Segment Open

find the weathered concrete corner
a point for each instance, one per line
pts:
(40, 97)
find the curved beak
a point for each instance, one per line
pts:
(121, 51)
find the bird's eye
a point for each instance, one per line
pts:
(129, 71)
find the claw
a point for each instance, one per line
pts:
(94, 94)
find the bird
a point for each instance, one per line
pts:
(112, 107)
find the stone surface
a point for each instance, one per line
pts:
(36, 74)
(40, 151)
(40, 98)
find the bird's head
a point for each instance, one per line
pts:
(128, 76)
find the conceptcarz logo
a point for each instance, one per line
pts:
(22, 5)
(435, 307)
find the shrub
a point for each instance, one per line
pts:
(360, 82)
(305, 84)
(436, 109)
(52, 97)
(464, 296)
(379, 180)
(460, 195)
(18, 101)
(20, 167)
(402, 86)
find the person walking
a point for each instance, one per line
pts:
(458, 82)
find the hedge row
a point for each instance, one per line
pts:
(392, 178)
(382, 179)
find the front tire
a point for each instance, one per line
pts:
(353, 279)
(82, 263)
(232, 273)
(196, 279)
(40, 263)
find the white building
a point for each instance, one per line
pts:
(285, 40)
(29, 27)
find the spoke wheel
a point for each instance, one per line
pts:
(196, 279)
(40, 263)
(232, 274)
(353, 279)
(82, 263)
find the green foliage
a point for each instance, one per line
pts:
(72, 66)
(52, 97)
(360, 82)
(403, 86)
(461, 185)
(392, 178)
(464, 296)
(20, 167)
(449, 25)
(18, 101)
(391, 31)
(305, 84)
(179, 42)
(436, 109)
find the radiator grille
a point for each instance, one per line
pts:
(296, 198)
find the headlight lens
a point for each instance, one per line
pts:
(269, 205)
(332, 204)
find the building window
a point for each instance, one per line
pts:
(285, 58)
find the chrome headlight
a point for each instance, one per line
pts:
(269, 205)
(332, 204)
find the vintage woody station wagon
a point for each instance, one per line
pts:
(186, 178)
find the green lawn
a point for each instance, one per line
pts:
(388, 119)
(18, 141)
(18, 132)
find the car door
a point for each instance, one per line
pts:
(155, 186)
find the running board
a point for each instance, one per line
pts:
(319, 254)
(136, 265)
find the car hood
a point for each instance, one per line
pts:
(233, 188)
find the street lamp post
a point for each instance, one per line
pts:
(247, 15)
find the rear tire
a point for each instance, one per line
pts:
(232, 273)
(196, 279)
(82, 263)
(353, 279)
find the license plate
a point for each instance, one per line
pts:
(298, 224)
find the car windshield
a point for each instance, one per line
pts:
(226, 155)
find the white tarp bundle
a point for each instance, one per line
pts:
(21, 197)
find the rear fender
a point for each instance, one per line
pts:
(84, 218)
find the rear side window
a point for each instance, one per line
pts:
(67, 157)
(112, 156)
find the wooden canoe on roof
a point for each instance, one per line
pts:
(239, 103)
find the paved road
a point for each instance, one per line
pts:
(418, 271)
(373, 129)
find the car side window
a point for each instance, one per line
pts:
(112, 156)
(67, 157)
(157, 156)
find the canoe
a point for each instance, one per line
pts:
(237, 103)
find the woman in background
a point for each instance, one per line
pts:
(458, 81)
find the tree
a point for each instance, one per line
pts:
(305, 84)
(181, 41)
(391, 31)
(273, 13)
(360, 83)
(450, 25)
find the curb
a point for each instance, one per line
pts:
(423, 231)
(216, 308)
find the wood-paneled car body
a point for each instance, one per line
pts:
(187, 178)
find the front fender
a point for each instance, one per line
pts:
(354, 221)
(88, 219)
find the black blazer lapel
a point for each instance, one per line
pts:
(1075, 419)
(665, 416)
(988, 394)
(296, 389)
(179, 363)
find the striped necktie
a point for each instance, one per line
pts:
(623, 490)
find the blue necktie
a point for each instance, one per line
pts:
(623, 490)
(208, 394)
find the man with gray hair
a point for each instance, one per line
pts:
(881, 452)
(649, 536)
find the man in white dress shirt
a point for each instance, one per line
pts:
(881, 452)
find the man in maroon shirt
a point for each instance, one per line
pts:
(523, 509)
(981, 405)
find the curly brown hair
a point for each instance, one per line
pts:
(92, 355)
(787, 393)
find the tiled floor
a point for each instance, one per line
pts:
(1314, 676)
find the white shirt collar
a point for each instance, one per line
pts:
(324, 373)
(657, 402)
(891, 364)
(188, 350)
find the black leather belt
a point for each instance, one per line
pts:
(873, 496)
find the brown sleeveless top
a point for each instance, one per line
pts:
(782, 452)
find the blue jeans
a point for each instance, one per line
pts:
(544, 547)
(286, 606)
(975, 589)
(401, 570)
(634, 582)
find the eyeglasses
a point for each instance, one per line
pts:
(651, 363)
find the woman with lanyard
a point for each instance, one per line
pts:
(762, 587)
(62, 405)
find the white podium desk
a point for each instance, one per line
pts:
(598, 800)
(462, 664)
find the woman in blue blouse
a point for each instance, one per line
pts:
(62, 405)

Segment Closed

**REQUIRED WORK**
From the listing above, work out how many lines hold "hair". The answer is the number and nothing more.

**THE ANSWER**
2